Fragmento
Por el camino hicimos varias paradas interesantes pero no programadas: Primero fue un mercadillo en mitad del campo en el que se vendía de todo, desde productos agrícolas al por mayor hasta pastillas contra la malaria a granel. La siguiente me dejó muy impresionado, especialmente el hecho de que Tim lo considerara una “atracción turística”. En mitad de un paisaje deprimente por lo agostado y mustio de las plantaciones de hortalizas, sombreadas por unos  plataneros moribundos por la sequía, nos detuvimos frente a una cabaña tradicional miserable, con el techo de paja, sin ventanas, solo con un agujero de menos de un metro de alto en la pared, por el que se accedía al interior. En la puerta estaba una mujer joven pero demacrada, que cargaba a un niño con la tripa hinchada. Por señas (no hablaba indonesio) nos invitó a entrar. Dentro no había nada. Ni un mueble, ni una prenda de ropa, ni siquiera una cama y un fogón. En una esquina había una estera enrollada, que me imagino se usaba para dormir, y en el centro los restos de una hoguera aun humeantes, directamente sobre el suelo. El humo se filtraba como podía por entre la paja del techo, no había chimenea. No se veían alimentos almacenados, como es habitual en cualquier vivienda de agricultores. La miseria más absoluta. Me quedé sin capacidad de reacción, ni siquiera cuando Tim le dio unas monedas, imagino que pocas, como “pago” por la visita.

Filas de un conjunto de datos
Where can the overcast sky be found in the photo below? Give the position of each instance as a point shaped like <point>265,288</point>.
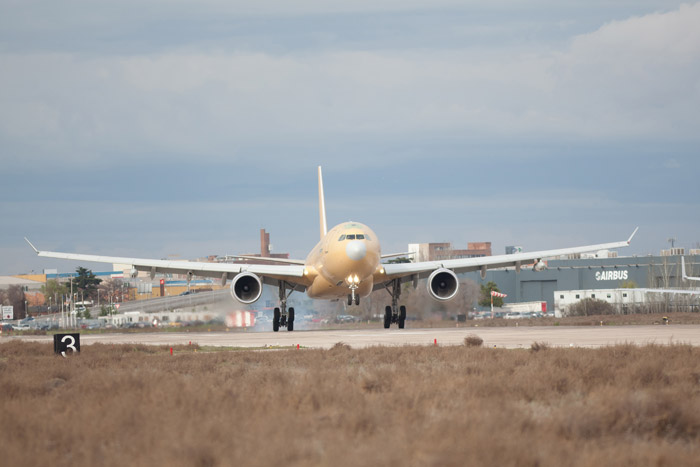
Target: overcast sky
<point>153,128</point>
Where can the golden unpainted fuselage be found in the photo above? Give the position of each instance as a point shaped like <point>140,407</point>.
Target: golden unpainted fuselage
<point>348,255</point>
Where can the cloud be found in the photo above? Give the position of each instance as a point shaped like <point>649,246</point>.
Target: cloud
<point>636,78</point>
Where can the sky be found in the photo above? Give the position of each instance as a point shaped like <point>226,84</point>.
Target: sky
<point>178,129</point>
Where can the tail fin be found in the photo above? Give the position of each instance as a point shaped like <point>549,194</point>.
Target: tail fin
<point>321,204</point>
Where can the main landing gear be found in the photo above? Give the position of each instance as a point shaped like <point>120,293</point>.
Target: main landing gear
<point>282,316</point>
<point>394,313</point>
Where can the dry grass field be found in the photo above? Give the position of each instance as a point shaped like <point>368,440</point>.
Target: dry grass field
<point>435,406</point>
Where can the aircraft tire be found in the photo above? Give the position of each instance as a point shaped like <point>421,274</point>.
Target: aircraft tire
<point>276,320</point>
<point>290,320</point>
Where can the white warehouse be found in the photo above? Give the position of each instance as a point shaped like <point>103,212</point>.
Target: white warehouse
<point>631,300</point>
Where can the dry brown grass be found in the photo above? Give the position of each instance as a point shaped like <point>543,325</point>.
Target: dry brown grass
<point>137,405</point>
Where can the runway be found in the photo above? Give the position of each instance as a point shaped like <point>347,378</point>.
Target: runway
<point>506,337</point>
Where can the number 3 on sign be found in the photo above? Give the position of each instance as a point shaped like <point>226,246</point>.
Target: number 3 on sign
<point>62,343</point>
<point>71,346</point>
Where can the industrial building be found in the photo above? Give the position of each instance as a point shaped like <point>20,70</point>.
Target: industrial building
<point>442,251</point>
<point>651,272</point>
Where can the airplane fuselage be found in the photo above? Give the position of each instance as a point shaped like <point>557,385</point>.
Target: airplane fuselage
<point>347,256</point>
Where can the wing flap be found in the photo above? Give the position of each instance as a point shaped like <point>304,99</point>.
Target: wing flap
<point>424,269</point>
<point>292,271</point>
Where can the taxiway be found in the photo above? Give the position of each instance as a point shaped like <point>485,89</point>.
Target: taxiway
<point>506,337</point>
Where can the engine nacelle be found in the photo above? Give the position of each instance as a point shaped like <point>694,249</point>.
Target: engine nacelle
<point>443,284</point>
<point>246,288</point>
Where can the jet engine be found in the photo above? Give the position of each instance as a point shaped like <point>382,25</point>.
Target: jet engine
<point>246,287</point>
<point>443,284</point>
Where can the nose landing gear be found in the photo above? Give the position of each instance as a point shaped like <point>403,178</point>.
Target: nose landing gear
<point>394,313</point>
<point>281,316</point>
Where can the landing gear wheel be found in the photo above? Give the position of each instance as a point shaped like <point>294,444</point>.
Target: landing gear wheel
<point>402,316</point>
<point>276,320</point>
<point>290,320</point>
<point>387,317</point>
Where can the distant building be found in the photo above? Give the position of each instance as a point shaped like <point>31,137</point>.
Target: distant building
<point>511,250</point>
<point>265,252</point>
<point>443,251</point>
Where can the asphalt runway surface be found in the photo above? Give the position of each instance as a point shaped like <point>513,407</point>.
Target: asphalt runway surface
<point>504,337</point>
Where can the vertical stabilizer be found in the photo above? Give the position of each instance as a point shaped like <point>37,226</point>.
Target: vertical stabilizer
<point>321,204</point>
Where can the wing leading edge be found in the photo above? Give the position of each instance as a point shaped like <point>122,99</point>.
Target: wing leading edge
<point>270,273</point>
<point>424,269</point>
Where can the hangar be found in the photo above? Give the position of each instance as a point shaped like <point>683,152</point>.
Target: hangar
<point>590,274</point>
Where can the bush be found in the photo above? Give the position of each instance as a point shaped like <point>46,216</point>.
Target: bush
<point>473,340</point>
<point>537,346</point>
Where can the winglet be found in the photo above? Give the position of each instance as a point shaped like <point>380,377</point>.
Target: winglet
<point>321,204</point>
<point>629,240</point>
<point>30,244</point>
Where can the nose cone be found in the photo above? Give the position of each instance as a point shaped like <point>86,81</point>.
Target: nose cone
<point>356,250</point>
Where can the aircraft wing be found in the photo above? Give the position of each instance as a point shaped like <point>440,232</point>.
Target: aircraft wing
<point>424,269</point>
<point>269,273</point>
<point>685,276</point>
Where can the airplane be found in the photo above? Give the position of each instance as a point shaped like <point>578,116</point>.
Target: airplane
<point>685,276</point>
<point>346,263</point>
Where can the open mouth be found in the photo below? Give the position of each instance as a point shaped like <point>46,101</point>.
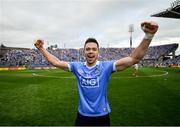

Tareas del ejercicio
A - Según el relato del viaje:
(i) ¿Qué se vendía a granel en el mercadillo?
(ii) ¿Por dónde se accedía al interior de la cabaña?
(iii) ¿Qué le dio Tim a la mujer al terminar la visita?
B - Prolonga el relato del viaje a partir de su última oración.

Respuestas esperadas
A -
(i) Pastillas contra la malaria.
(ii) Por un agujero de menos de un metro de alto en la pared.
(iii) Unas monedas, como "pago" por la visita.

B -
Después de otra parada en una playa idílica, solitaria y bordeada de palmeras de copra, que alivió un poco el impacto de la choza, llegamos a comer a Soe. Mi sorpresa vino cuando, en lugar de buscar una casa de comidas, entramos con el coche en una parcela ajardinada, en cuyo centro se levantaba una preciosa casa colonial de madera, con veranda y miradores. Me explicaron que era la casa del “Rajah Desa”, el Rajá de la aldea. Dado que Indonesia es una república, teóricamente los rajás no tienen más que un poder simbólico o ceremonial, pero en la práctica las cosas no son así. Mucho más ricos que sus vecinos, y dueños de las mejores tierras, controlan todos los resortes del poder, con un papel muy parecido al de los caciques gallegos. Ante la ausencia del Rajá, saludamos a su esposa la Raní, que nos invitó a comer. Me daba bastante corte aceptar la invitación de esta señora desconocida, por lo que la que rechacé cortésmente un par de veces, hasta que Tim me indicó que, como visitante  europeo, sería un desaire no aceptarla, rindiendo así tributo al poder del rajá.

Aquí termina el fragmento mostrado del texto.